EXCERPTED RECORDS start

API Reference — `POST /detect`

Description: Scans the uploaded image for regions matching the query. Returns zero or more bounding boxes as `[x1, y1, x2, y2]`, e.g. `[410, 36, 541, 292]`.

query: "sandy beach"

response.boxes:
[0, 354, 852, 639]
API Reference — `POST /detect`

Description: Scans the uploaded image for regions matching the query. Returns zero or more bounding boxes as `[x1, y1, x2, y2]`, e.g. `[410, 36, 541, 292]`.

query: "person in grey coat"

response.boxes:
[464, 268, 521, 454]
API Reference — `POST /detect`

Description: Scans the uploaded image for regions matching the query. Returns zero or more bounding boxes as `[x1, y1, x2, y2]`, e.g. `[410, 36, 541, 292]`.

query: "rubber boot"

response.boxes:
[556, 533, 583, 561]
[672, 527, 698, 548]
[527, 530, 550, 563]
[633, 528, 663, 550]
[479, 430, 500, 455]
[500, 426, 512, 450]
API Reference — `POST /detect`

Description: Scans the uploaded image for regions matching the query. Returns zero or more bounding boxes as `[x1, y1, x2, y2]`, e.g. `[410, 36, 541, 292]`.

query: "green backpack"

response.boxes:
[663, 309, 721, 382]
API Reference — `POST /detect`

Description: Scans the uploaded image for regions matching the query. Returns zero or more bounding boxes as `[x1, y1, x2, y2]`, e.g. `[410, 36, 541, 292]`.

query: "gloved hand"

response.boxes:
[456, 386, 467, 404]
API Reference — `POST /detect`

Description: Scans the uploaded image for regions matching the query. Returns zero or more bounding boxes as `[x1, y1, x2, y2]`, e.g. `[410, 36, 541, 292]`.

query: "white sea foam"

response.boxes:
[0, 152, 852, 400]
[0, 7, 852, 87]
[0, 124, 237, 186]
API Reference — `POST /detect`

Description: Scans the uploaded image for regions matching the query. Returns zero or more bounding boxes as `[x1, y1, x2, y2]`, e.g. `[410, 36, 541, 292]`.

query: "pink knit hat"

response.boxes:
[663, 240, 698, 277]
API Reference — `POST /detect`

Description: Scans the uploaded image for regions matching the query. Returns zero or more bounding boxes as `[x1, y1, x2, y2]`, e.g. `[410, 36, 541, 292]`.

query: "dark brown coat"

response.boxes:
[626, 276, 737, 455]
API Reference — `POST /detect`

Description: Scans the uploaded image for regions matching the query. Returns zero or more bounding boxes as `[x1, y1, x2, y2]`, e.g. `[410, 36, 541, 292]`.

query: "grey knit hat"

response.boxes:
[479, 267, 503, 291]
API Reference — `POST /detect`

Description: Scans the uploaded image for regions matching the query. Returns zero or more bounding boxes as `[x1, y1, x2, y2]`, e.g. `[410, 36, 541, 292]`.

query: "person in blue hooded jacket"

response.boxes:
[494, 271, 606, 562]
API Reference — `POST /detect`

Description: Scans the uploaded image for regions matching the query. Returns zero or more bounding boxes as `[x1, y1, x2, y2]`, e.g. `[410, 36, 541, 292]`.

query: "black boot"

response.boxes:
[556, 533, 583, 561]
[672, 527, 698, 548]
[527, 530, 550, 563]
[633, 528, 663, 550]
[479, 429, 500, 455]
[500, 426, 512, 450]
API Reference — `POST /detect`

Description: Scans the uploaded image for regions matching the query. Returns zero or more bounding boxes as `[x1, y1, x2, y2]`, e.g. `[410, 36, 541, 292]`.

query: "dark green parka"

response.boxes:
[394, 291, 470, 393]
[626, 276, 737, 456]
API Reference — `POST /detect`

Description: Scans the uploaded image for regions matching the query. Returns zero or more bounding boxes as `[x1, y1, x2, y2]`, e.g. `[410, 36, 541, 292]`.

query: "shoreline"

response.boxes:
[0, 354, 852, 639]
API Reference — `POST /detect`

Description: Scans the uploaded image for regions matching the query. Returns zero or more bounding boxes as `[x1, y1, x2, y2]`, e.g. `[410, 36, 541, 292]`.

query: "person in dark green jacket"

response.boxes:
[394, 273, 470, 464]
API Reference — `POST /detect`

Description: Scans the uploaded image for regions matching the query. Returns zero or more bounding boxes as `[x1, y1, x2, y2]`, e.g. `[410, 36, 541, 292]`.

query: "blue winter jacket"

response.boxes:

EXCERPTED RECORDS end

Pick out each line in the listing above that contains the string "knit". Only matches with the same letter case count.

*EXPECTED ANSWER*:
query: "pink knit hat"
query: "grey knit hat"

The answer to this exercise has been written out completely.